> **Exercise description**
Render the listing below as a JSON list of strings, one string per line, omitting blank lines and leaving the pictures out.

> **Stored records**

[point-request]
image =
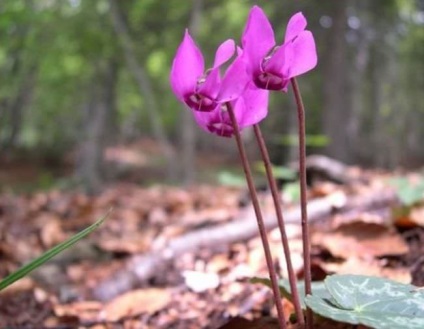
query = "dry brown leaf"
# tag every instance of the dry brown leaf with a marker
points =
(363, 240)
(368, 267)
(51, 232)
(135, 302)
(84, 310)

> **Task result**
[
  "[point-request]",
  "image =",
  "query = \"dry brown leaf\"",
  "# tag every instance of the dry brown leaf with a marker",
  "points =",
  "(363, 240)",
  "(368, 267)",
  "(51, 232)",
  "(135, 302)",
  "(84, 310)"
]